- _Work request_
In the article on the Mawson huskies, rewrite the passage from "These sleds (around" up to and including "equipment and fuel.", changing "expeditioners" to "expedition members".

- _Reading text_
..............................
A story about the great Mawson huskies and just how we survive in Antarctica. Those who are fascinated by remote access to power and water will particularly enjoy.

Dogs at Mawson

When I decided to do my article on the husky dogs of Mawson, I thought it would be a fairly easy job. Write some history and take some photos, but as I sit here in the dog room at Mawson station I find that it is not as easy as I thought.

Firstly it is hard to take photos of items behind glass as you only end up with a reflection of yourself, and as most of the items (and rightly so) are behind glass, this meant I cannot just fill the article with photos. There are many fascinating items here in the dog room from old chocolate from MacRobertson, which an area of Antarctica is named after, to old seal butchering knives and pistol, giant isopods and sea spiders larger than a man’s hand, there is also sledging biscuits, dog collars and harnesses.

There are also two mounted/stuffed dogs, Noogis and Vida. Unfortunately Vida is shown in aggressive pose, but according to a past handler she was never aggressive, a most loving dog and the mother of five litters.

Dogs at Mawson go back many decades and were sourced from many countries. Most breeding was done on station, with many puppies born each year to continue the rotation of dogs from puppies to ‘in training’ to fully trained, and working dogs to retirement. Dogs from all over the world were used in the breeding program. Heard Island, Greenland, Scott base, Tasmania and Melbourne Zoo were some of the locations. These dogs were used for transport, pulling sleds across this vast continent, some treks hundreds of kilometres. There is a photo of one team 280 km west of Mawson in 1992.

These sleds (around nine metres long) were pulled by a team of dogs, usually between six to 12 dogs were used, depending on the weight of the sled, the terrain and distance to be covered. The weight of these sleds could be hundreds of kilograms, made up of all the supplies for the expeditioners, the food for the dogs, medical supplies, science equipment, radio equipment and fuel.
..............................
- _Provided material_
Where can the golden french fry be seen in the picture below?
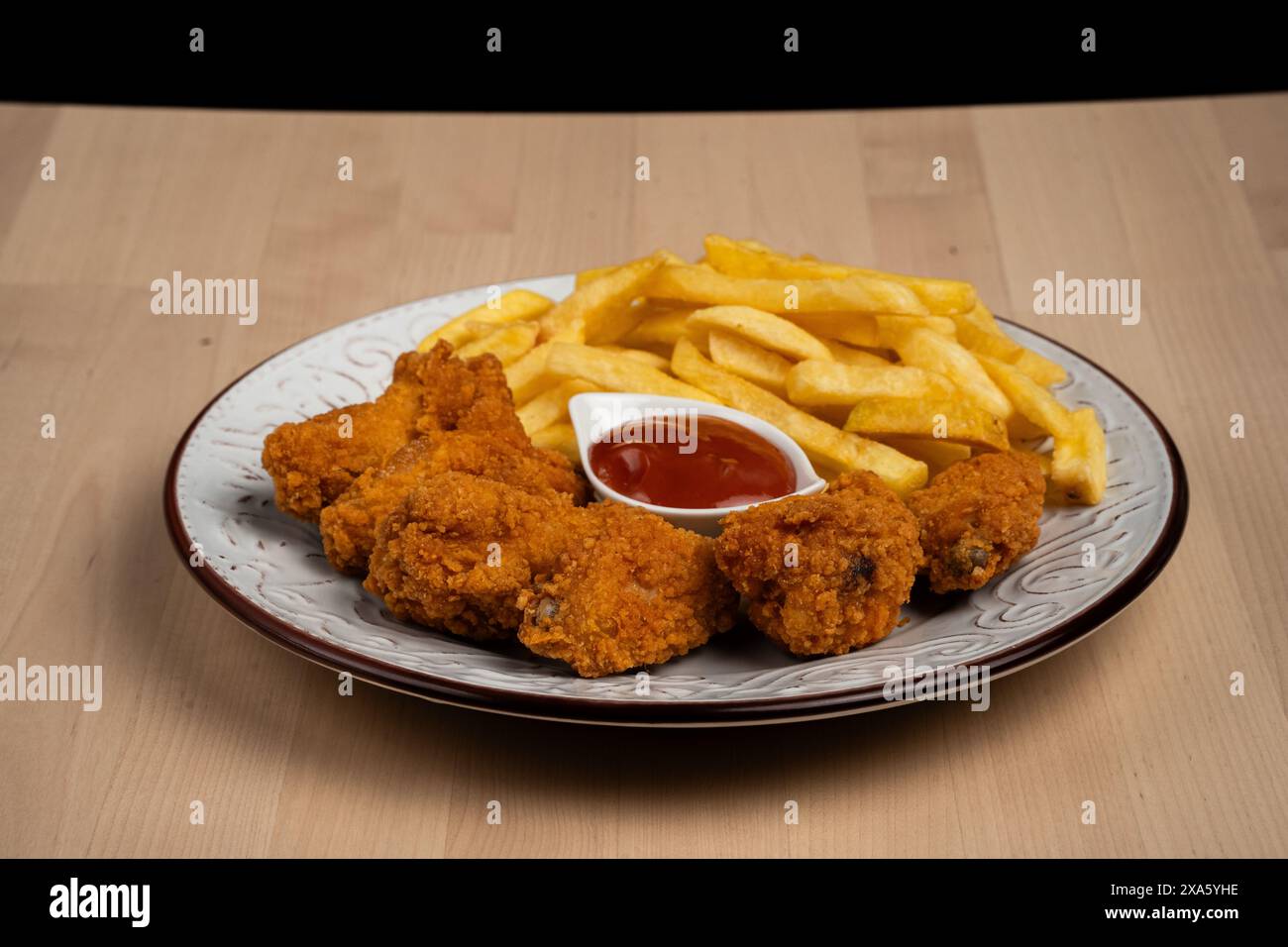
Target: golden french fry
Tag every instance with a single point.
(660, 326)
(747, 360)
(853, 294)
(750, 258)
(831, 382)
(940, 419)
(979, 331)
(1041, 369)
(848, 355)
(824, 444)
(1080, 463)
(850, 328)
(527, 375)
(600, 311)
(939, 455)
(764, 329)
(927, 350)
(868, 330)
(642, 356)
(506, 343)
(552, 406)
(558, 437)
(515, 305)
(614, 372)
(1030, 399)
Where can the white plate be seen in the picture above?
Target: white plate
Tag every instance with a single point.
(268, 569)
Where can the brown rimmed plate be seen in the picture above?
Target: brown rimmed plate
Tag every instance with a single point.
(268, 570)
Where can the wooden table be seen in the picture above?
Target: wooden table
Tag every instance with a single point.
(1138, 718)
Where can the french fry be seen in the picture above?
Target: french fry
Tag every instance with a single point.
(660, 326)
(750, 361)
(764, 329)
(1080, 460)
(600, 311)
(824, 444)
(552, 406)
(752, 260)
(979, 331)
(558, 437)
(527, 375)
(831, 382)
(1041, 369)
(940, 419)
(868, 330)
(927, 350)
(695, 283)
(939, 455)
(506, 343)
(614, 372)
(848, 355)
(849, 328)
(1030, 399)
(642, 356)
(515, 305)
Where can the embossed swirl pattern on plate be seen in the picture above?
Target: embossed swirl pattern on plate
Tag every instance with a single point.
(226, 501)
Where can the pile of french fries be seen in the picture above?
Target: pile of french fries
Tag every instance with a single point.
(900, 375)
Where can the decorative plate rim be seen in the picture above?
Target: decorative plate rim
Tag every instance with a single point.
(682, 711)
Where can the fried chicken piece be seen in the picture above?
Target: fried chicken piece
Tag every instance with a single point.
(349, 523)
(631, 590)
(823, 574)
(603, 587)
(978, 517)
(312, 462)
(460, 549)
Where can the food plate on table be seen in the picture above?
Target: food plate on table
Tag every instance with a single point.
(472, 562)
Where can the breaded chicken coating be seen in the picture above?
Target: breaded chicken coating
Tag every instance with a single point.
(823, 574)
(631, 590)
(314, 462)
(978, 517)
(603, 587)
(349, 525)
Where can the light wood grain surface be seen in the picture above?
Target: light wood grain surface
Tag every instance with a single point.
(1137, 718)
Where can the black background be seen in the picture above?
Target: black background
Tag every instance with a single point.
(627, 58)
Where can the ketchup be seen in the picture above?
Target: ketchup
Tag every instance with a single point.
(694, 463)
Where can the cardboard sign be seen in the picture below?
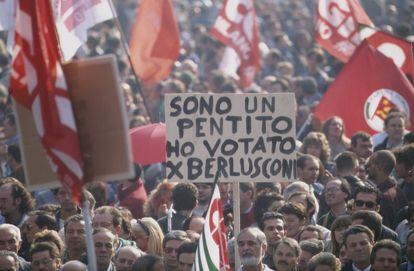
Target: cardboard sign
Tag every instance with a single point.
(100, 114)
(246, 137)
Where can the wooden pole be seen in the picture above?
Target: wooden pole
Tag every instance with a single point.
(236, 212)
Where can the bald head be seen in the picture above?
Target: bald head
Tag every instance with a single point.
(74, 266)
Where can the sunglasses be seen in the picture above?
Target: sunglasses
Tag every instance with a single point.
(368, 204)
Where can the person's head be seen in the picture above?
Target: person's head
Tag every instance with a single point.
(186, 256)
(308, 200)
(74, 229)
(38, 221)
(264, 201)
(108, 217)
(273, 226)
(361, 144)
(371, 219)
(347, 164)
(9, 261)
(359, 240)
(394, 125)
(105, 244)
(310, 232)
(337, 192)
(148, 235)
(295, 218)
(386, 256)
(14, 197)
(338, 228)
(49, 236)
(252, 246)
(308, 168)
(334, 128)
(45, 257)
(204, 192)
(324, 261)
(285, 257)
(126, 256)
(316, 144)
(10, 238)
(380, 164)
(367, 198)
(148, 263)
(404, 157)
(309, 248)
(410, 245)
(184, 196)
(74, 266)
(170, 245)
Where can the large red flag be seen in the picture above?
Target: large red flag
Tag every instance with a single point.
(236, 28)
(38, 83)
(155, 41)
(365, 90)
(398, 49)
(337, 26)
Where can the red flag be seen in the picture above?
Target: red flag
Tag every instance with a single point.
(236, 28)
(365, 90)
(38, 83)
(155, 41)
(396, 48)
(337, 26)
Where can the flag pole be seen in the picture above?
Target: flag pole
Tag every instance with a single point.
(126, 49)
(90, 248)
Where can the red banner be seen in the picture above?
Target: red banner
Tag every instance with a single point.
(236, 28)
(337, 26)
(38, 83)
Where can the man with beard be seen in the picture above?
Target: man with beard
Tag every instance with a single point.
(15, 201)
(252, 246)
(104, 241)
(10, 240)
(286, 254)
(170, 244)
(273, 226)
(358, 241)
(75, 245)
(125, 258)
(380, 166)
(204, 194)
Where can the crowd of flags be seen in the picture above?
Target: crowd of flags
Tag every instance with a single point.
(373, 80)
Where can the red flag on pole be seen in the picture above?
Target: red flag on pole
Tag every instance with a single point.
(337, 26)
(38, 83)
(398, 49)
(236, 28)
(365, 90)
(155, 41)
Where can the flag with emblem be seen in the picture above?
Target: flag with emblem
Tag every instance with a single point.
(236, 28)
(366, 89)
(73, 18)
(38, 83)
(396, 48)
(212, 252)
(337, 26)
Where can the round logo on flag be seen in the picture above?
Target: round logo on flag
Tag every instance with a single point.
(379, 103)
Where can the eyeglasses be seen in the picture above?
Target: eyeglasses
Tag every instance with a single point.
(368, 204)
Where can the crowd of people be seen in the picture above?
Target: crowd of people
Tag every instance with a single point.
(351, 207)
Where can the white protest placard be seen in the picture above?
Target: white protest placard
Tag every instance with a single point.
(246, 137)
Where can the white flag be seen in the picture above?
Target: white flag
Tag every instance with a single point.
(7, 15)
(73, 19)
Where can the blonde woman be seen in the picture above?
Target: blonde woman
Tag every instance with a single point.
(148, 235)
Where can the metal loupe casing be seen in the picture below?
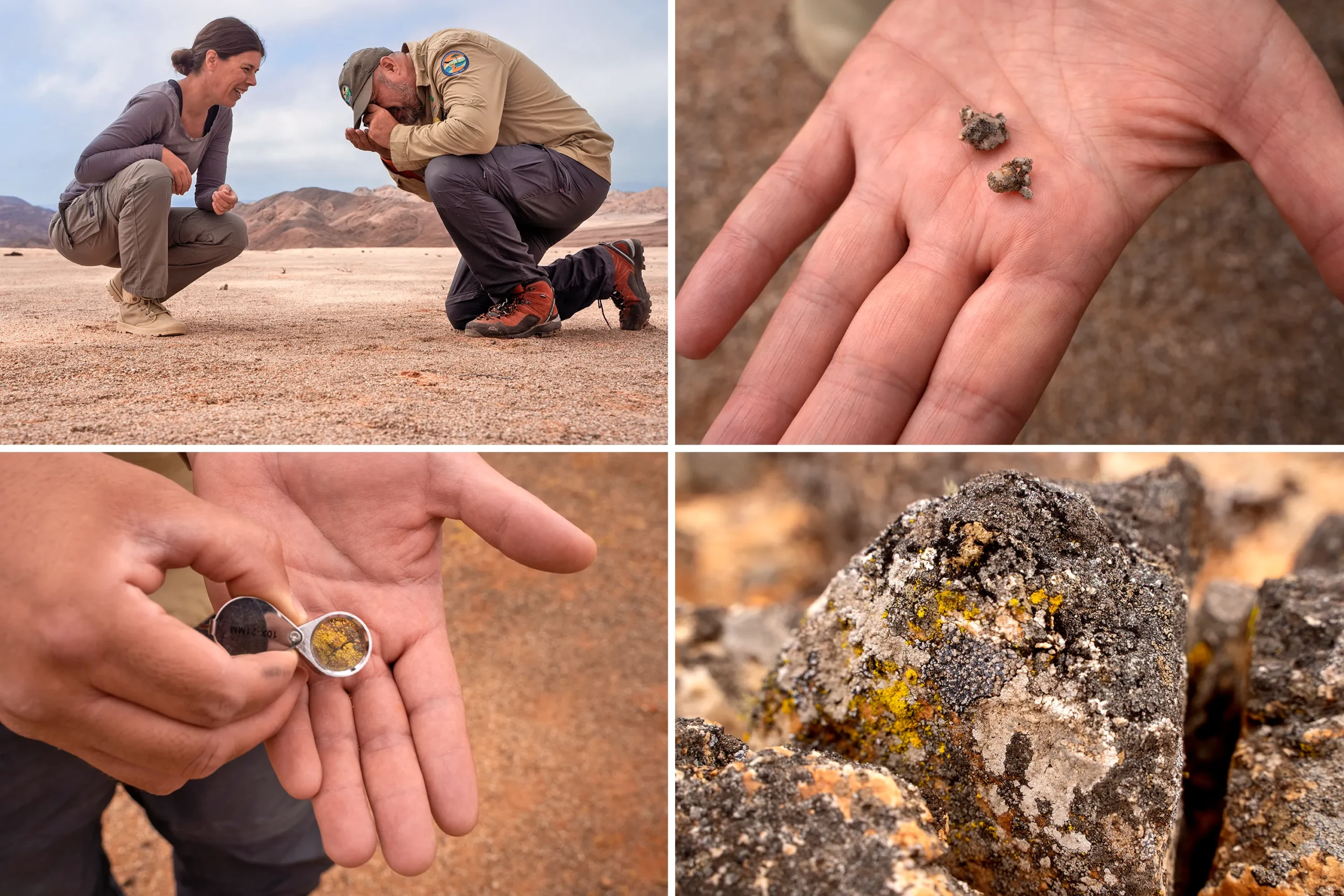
..............................
- _Answer section_
These sleds (around nine metres long) were pulled by a team of dogs, usually between six to 12 dogs were used, depending on the weight of the sled, the terrain and distance to be covered. The weight of these sleds could be hundreds of kilograms, made up of all the supplies for the expedition members, the food for the dogs, medical supplies, science equipment, radio equipment and fuel.